WRITTEN EXERCISE: Could you repeat exactly the lines below, from the line containing "Task: the pointer indicates each instance of the carpeted" through the last one, both included, while leaving out any pictures?

* * * * * * *

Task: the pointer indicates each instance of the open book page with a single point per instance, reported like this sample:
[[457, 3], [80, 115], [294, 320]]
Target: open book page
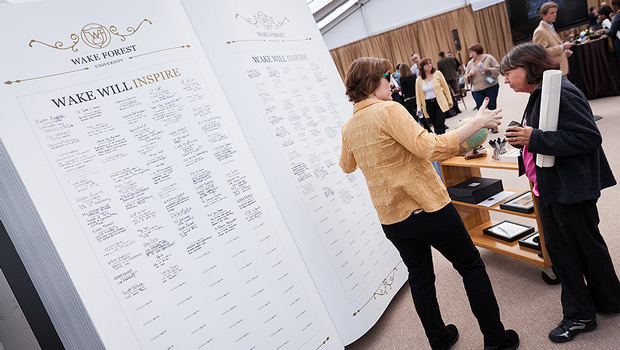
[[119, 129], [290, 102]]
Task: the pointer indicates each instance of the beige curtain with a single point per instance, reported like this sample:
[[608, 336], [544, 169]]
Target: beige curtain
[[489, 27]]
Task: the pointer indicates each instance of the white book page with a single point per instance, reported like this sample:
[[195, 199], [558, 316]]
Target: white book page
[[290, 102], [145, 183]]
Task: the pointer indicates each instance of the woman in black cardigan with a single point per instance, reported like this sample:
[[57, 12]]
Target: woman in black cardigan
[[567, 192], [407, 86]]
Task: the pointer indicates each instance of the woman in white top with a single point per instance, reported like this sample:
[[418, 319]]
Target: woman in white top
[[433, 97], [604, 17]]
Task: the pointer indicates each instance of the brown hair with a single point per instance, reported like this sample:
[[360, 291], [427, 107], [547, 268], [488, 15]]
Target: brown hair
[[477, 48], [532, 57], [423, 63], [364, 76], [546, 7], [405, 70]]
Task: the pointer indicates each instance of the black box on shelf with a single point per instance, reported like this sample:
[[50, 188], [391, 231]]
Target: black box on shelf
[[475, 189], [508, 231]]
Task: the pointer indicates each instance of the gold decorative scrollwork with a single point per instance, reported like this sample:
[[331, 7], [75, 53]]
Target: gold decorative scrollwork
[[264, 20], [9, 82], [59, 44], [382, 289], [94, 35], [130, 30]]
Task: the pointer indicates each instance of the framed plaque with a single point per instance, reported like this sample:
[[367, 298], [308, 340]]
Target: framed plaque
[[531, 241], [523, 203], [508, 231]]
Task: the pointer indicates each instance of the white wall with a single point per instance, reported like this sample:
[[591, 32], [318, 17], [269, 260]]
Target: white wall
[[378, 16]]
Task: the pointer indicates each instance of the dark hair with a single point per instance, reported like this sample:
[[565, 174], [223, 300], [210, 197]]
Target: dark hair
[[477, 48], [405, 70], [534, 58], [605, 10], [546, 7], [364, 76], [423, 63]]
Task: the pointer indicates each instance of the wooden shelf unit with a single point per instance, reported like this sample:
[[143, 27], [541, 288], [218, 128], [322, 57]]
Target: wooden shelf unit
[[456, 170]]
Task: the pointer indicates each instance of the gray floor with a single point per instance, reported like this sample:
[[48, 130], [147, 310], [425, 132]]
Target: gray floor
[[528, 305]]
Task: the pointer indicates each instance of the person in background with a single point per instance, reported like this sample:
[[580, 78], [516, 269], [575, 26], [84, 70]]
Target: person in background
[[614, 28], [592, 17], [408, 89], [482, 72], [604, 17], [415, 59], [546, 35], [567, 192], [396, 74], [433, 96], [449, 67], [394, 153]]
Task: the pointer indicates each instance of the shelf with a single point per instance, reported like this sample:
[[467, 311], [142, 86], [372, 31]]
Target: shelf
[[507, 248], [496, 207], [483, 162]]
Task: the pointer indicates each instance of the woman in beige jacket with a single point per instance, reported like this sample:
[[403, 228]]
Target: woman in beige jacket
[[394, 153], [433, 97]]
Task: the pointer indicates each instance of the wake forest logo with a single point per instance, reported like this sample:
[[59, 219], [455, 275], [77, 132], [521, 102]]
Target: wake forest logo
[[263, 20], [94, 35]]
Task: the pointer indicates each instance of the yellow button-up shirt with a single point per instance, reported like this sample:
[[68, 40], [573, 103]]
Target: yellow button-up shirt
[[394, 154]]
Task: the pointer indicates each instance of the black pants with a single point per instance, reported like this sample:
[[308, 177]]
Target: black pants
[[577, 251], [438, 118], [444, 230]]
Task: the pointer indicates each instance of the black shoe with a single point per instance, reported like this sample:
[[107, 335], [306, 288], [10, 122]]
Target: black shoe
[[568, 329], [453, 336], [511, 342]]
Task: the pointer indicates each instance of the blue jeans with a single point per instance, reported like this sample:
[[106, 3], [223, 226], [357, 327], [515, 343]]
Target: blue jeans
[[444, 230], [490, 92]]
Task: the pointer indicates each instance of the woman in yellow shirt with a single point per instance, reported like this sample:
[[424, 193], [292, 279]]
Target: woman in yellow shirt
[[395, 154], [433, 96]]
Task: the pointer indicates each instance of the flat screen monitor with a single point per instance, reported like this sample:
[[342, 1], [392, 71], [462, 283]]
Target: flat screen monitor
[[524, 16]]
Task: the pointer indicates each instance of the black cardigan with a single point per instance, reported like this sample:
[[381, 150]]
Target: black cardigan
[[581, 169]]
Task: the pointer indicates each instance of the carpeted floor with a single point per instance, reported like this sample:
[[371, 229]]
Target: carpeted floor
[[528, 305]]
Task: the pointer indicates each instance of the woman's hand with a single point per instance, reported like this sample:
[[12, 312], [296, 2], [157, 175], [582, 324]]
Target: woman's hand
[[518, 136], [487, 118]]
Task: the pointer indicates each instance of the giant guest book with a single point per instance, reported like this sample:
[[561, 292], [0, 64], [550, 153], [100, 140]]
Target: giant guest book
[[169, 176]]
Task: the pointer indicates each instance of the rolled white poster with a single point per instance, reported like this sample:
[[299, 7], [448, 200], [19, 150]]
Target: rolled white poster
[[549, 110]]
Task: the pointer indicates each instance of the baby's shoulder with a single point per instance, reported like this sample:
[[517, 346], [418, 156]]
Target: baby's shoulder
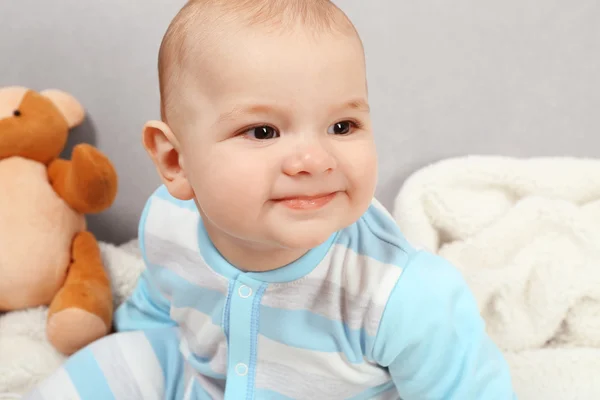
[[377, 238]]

* * * * * * *

WRITTEN REPLY:
Task: the pointer indicates each instance of the carpeted floor with a single point per instance, reported like this sample:
[[371, 229]]
Target: carpeted floor
[[528, 305]]
Task: the pointer indicates each instance of the woman's hand with a single point per instance, reported like this sample:
[[12, 312], [296, 2], [157, 175], [582, 324]]
Target: woman's hand
[[518, 136], [487, 118]]
Task: the pointer indicates each instance of the giant guest book with a single point per instance, reported like this sample:
[[561, 292], [0, 64], [550, 153], [100, 140]]
Target: giant guest book
[[169, 176]]
Task: the pointer indicates each instance of the rolled white poster with a single point per instance, reported like this sample:
[[299, 7], [448, 200], [19, 150]]
Target: rolled white poster
[[549, 110]]
Task: the pointer indicates each instance of the baby's shoulder with a single point per instance, reported like this sample:
[[517, 346], [418, 156]]
Target: baby's shoulder
[[377, 238]]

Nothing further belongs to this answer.